__What the task asks__. Transcribe exactly the entries from the "If you could put a point on the tall" line to the end, both included, minus pictures.

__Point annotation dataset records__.
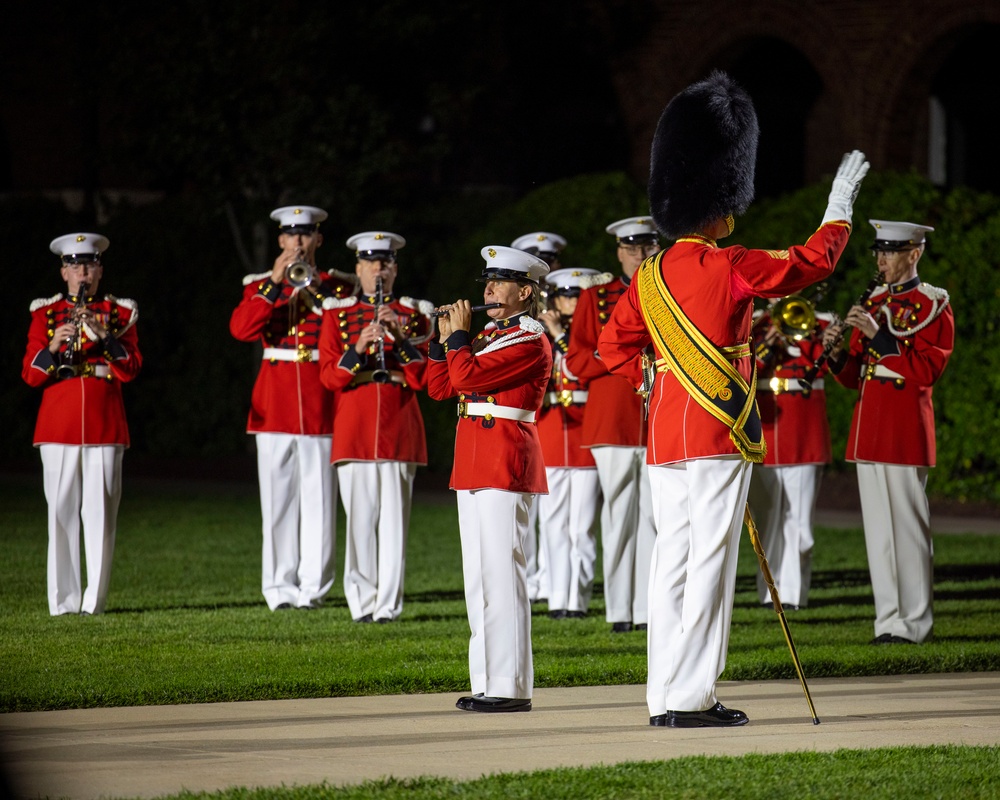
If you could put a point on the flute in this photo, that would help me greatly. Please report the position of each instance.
(446, 311)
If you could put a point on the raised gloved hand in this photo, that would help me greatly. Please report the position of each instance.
(846, 183)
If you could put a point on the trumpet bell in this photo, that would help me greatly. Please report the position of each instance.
(794, 316)
(299, 274)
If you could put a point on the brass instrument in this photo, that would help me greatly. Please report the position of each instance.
(300, 274)
(66, 368)
(839, 326)
(446, 311)
(380, 374)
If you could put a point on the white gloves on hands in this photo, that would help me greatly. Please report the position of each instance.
(846, 183)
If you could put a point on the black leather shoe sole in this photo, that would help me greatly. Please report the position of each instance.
(716, 717)
(492, 705)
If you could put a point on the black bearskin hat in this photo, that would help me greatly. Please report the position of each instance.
(702, 162)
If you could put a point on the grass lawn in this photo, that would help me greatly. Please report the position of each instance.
(186, 623)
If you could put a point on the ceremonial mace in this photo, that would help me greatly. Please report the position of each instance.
(769, 580)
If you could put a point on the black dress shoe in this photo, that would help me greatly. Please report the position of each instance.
(716, 717)
(492, 705)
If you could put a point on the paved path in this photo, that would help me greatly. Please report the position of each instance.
(155, 750)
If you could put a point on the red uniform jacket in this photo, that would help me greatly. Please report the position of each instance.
(715, 287)
(560, 422)
(614, 414)
(795, 424)
(85, 409)
(895, 373)
(375, 421)
(512, 370)
(288, 396)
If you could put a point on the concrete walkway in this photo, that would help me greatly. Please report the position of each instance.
(155, 750)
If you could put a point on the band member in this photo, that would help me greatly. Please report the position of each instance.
(81, 348)
(548, 247)
(694, 303)
(902, 339)
(787, 341)
(372, 357)
(291, 412)
(614, 428)
(568, 512)
(500, 377)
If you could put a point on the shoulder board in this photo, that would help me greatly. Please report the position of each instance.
(248, 279)
(425, 307)
(590, 281)
(41, 302)
(934, 292)
(339, 302)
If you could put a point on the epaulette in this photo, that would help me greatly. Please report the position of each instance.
(41, 302)
(590, 281)
(248, 279)
(425, 307)
(339, 302)
(532, 324)
(934, 292)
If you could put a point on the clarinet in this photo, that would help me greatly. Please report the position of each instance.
(806, 380)
(380, 374)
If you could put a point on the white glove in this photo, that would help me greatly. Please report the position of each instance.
(846, 183)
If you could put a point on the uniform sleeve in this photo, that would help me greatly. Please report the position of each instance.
(582, 359)
(250, 317)
(625, 337)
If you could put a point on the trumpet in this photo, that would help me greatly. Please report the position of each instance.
(806, 380)
(66, 368)
(300, 274)
(445, 311)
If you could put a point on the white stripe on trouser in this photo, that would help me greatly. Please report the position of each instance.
(298, 504)
(897, 523)
(783, 501)
(699, 507)
(493, 525)
(627, 531)
(566, 517)
(81, 483)
(376, 496)
(534, 554)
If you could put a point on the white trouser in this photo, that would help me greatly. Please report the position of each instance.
(699, 507)
(298, 505)
(493, 527)
(81, 483)
(897, 525)
(627, 531)
(566, 518)
(376, 497)
(783, 500)
(535, 554)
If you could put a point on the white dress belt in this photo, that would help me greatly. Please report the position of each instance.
(287, 354)
(493, 410)
(782, 385)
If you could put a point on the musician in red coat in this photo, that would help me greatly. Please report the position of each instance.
(784, 487)
(291, 412)
(693, 303)
(614, 428)
(81, 348)
(500, 377)
(372, 357)
(568, 512)
(902, 339)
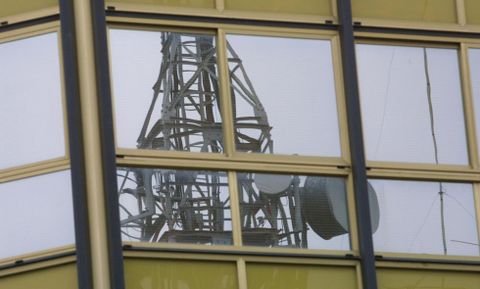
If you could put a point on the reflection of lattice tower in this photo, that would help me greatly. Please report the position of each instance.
(187, 88)
(184, 116)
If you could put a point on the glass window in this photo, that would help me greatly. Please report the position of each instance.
(174, 206)
(283, 95)
(31, 113)
(293, 211)
(36, 214)
(182, 3)
(411, 101)
(166, 91)
(426, 217)
(474, 58)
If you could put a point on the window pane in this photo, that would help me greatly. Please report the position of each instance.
(166, 91)
(31, 114)
(283, 94)
(411, 218)
(293, 211)
(474, 57)
(175, 206)
(36, 214)
(411, 102)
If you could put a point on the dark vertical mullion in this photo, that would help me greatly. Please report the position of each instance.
(115, 253)
(75, 136)
(356, 144)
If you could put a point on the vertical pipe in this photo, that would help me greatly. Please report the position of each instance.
(359, 174)
(75, 136)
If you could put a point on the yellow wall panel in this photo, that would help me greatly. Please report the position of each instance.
(409, 10)
(177, 274)
(58, 277)
(180, 3)
(472, 8)
(421, 279)
(311, 7)
(280, 276)
(13, 7)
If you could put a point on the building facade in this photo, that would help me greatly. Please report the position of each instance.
(240, 144)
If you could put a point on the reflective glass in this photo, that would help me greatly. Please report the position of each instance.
(165, 91)
(36, 214)
(283, 95)
(31, 113)
(174, 206)
(426, 217)
(474, 58)
(293, 211)
(411, 101)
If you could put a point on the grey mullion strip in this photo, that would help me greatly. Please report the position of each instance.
(75, 136)
(328, 25)
(109, 171)
(367, 256)
(7, 26)
(421, 32)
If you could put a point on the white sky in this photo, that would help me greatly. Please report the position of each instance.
(36, 214)
(410, 218)
(394, 104)
(31, 114)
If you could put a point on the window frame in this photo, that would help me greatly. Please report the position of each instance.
(232, 161)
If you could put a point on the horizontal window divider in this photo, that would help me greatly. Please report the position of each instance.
(39, 262)
(440, 33)
(426, 260)
(233, 165)
(237, 157)
(243, 252)
(423, 175)
(421, 167)
(225, 19)
(28, 20)
(30, 170)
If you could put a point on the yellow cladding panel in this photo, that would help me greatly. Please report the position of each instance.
(58, 277)
(472, 8)
(310, 7)
(408, 10)
(180, 3)
(421, 279)
(12, 7)
(175, 274)
(282, 276)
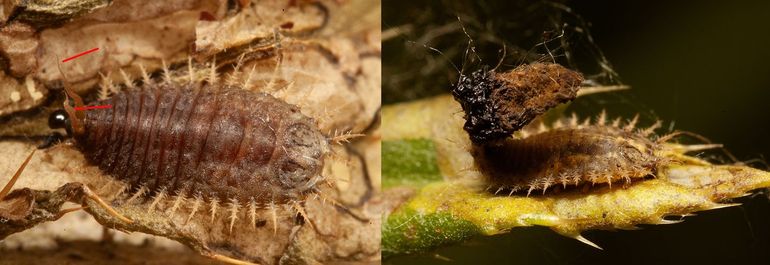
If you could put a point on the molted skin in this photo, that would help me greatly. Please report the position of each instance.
(568, 156)
(225, 144)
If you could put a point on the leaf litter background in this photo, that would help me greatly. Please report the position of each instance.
(330, 68)
(701, 66)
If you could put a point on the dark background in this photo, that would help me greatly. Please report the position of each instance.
(701, 65)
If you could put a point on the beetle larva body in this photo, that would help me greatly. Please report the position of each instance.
(571, 155)
(220, 143)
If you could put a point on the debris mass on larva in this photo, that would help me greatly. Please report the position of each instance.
(497, 104)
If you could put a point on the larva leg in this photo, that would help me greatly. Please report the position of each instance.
(233, 213)
(274, 214)
(91, 195)
(9, 185)
(301, 211)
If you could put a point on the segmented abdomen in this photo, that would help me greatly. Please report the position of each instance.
(228, 144)
(567, 156)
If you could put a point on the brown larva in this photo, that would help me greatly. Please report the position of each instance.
(571, 155)
(497, 104)
(216, 143)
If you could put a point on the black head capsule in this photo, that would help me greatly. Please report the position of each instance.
(57, 120)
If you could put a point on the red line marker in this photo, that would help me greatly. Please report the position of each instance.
(94, 107)
(80, 54)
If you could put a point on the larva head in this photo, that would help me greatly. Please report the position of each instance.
(305, 147)
(75, 116)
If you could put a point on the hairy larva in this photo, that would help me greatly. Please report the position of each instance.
(570, 155)
(496, 104)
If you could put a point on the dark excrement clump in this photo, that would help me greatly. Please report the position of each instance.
(498, 104)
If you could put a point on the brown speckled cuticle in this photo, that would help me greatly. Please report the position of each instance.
(222, 143)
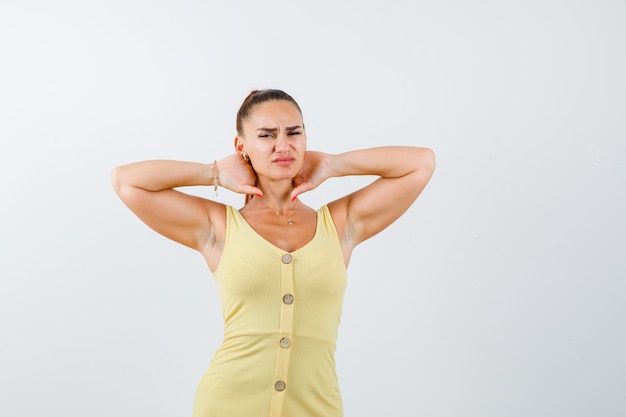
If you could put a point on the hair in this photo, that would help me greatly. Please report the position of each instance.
(257, 97)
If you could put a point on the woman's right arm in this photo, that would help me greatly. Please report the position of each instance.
(147, 188)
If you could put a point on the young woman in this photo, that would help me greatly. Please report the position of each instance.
(279, 265)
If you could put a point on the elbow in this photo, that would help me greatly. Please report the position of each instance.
(117, 179)
(425, 160)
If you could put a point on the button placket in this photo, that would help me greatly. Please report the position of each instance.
(283, 352)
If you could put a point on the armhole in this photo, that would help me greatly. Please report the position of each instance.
(229, 219)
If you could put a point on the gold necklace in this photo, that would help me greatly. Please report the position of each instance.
(290, 220)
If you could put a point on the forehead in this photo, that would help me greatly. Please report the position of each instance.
(275, 113)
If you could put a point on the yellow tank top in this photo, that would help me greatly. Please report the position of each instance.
(281, 315)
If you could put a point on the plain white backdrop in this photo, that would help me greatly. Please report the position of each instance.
(499, 293)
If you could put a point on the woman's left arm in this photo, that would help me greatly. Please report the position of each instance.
(404, 172)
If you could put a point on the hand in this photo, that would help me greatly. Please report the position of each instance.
(237, 175)
(315, 170)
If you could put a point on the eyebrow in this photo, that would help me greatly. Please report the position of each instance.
(275, 129)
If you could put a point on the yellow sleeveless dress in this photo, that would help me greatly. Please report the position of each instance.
(281, 315)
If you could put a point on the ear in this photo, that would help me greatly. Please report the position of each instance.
(238, 144)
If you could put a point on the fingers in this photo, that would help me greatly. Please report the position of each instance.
(302, 188)
(249, 189)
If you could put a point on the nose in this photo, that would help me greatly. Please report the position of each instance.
(282, 143)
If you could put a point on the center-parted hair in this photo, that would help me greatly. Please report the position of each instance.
(257, 97)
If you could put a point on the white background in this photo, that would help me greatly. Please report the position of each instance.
(499, 293)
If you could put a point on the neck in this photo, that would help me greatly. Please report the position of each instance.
(276, 195)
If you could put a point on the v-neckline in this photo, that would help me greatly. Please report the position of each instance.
(317, 227)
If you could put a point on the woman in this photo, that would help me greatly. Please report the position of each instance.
(279, 265)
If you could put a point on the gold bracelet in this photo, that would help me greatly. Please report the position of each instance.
(216, 177)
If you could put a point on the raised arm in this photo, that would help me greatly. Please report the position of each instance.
(147, 188)
(404, 172)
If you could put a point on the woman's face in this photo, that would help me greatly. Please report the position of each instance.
(274, 139)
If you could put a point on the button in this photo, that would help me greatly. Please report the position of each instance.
(285, 342)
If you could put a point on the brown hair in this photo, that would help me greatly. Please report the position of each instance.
(257, 97)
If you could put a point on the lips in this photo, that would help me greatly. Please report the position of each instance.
(284, 160)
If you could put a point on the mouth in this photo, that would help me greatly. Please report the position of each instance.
(284, 160)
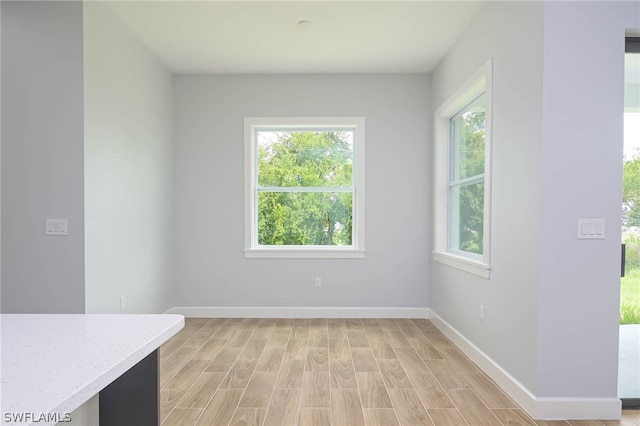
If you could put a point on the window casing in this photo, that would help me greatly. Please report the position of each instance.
(304, 187)
(463, 177)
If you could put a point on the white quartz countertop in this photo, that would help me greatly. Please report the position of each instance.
(55, 363)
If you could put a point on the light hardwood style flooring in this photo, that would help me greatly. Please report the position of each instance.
(338, 372)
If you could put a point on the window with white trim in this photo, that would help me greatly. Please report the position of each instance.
(304, 187)
(463, 177)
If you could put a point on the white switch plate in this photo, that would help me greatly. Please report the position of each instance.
(56, 227)
(591, 229)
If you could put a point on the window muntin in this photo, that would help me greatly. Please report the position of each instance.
(466, 181)
(305, 187)
(462, 180)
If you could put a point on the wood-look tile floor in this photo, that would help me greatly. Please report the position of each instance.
(339, 372)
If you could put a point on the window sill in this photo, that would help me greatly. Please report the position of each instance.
(462, 263)
(303, 253)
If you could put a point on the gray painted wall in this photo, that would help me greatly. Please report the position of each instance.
(582, 141)
(511, 34)
(552, 302)
(42, 156)
(210, 268)
(128, 163)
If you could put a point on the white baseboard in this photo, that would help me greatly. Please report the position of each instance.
(288, 312)
(539, 408)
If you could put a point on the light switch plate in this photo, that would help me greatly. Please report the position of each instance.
(591, 229)
(56, 227)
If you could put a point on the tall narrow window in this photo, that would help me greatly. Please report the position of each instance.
(466, 184)
(305, 186)
(462, 183)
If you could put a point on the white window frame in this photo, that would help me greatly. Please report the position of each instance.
(476, 264)
(252, 248)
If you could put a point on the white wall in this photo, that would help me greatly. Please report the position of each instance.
(552, 302)
(128, 163)
(511, 34)
(210, 268)
(42, 156)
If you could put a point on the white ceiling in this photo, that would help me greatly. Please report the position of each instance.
(251, 37)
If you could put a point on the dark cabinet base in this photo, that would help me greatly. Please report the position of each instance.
(133, 398)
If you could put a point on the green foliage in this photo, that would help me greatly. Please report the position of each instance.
(631, 194)
(632, 242)
(630, 297)
(305, 160)
(470, 157)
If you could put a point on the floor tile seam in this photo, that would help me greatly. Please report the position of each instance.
(424, 403)
(214, 394)
(355, 377)
(481, 401)
(486, 376)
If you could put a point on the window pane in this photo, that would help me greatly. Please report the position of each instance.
(466, 217)
(305, 218)
(305, 159)
(467, 140)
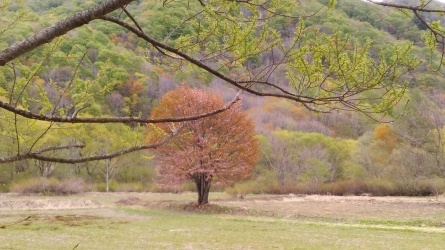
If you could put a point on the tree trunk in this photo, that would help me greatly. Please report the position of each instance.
(203, 183)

__Complete answer__.
If you could put a point on the tall narrow window in this photo, that would help me greatly. Please report the position of each instance.
(466, 184)
(305, 186)
(462, 183)
If you could put a point on the white window frame in this photo, that would help me greatly. Please report the position of each instance.
(476, 264)
(252, 248)
If you could put a point on the white wall in this photo, that would help me greatly. Please report the position of each instance.
(552, 302)
(128, 163)
(511, 34)
(210, 268)
(42, 156)
If you could put a point on the white ceiling in this photo, that would help me greatly. Please report the position of each instance.
(251, 37)
If you could put a point on the dark cabinet base in this photo, that would help me greatly. Please report the position of each instance.
(133, 398)
If you could put a point on the green foliage in this photo, that would help me greatly. Please report the position of each instance.
(631, 194)
(632, 242)
(630, 297)
(305, 160)
(470, 157)
If you could put a point on the floor tile seam in this photo, that would help me greatly. Please report the position of each instance.
(424, 403)
(214, 394)
(355, 377)
(481, 401)
(486, 376)
If you could put a point on the window pane in this photo, that would help me greatly. Please report the position of each instance.
(466, 217)
(305, 218)
(305, 159)
(467, 140)
If you could put a point on the tree trunk in this photo, that would help me greatly. Please report the position of each instance.
(203, 183)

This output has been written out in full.